═════ Article

I think maybe the most sense would make to brush up fun_land to make sure it actually implements the ADT-hierarchy properly (which it already does, but there are some omissions) and most importantly: it becoming more clear in its usage.
It should be very friendly to use. (And maybe it needs a better name?)

The idea is to both create a set of behaviours that allows implementing the different ADT typeclasses, as well as a clear public API that internally dispatches on them, allowing functions like take_while, split, etc. to work on anything that implements the correct behaviours.

(Behaviours are used for two reasons over protocols here:

  1. The functions that are part of the behaviour also become part of the public API of the implementor’s module. So Mappable.map(%Queue{}, fun) will dispatch to Queue.map(%Queue{}, fun), but the latter is also directly visible and introspectable.
  2. It is possible to create default implementations for many operations if the data types implement a higher typeclass: For instance, map can be built out of pure and apply. I’d like to specify these as defoverridable to give programmers the flexibility to still implement them themselves (for e.g. extra speed). AFAIK, using defoverridable is impossible with protocols.

)

══════════
═════ Given information

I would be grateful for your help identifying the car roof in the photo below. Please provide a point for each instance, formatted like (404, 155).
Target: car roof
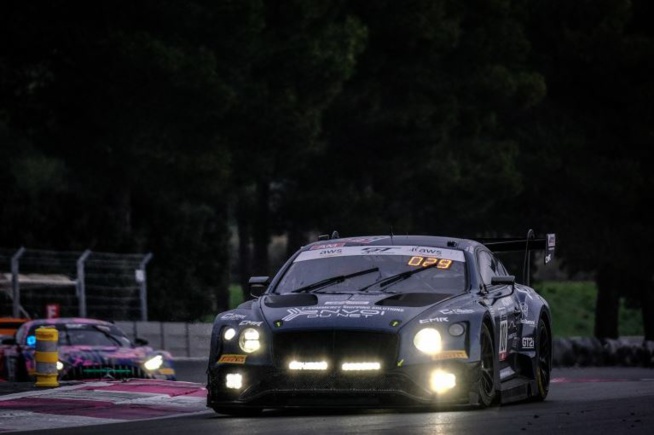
(64, 320)
(385, 240)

══════════

▸ **Challenges**:
(a) Transcribe the part of the passage on fun_land between "(Behaviours are used" and "impossible with protocols.", inclusive.
(b) Using the passage on fun_land, decide whether each statement below agrees with it, and answer yes or no with the deciding words quoted from the passage. (i) Map can be built from pure and apply. (ii) Defoverridable can be used with protocols. (iii) Fun_land does not yet implement the ADT hierarchy at all.

▸ **Solutions per task**:
(a)
(Behaviours are used for two reasons over protocols here:

  1. The functions that are part of the behaviour also become part of the public API of the implementor’s module. So Mappable.map(%Queue{}, fun) will dispatch to Queue.map(%Queue{}, fun), but the latter is also directly visible and introspectable.
  2. It is possible to create default implementations for many operations if the data types implement a higher typeclass: For instance, map can be built out of pure and apply. I’d like to specify these as defoverridable to give programmers the flexibility to still implement them themselves (for e.g. extra speed). AFAIK, using defoverridable is impossible with protocols.

(b)
(i) Yes: "map can be built out of pure and apply"
(ii) No: "AFAIK, using defoverridable is impossible with protocols."
(iii) No: "which it already does, but there are some omissions"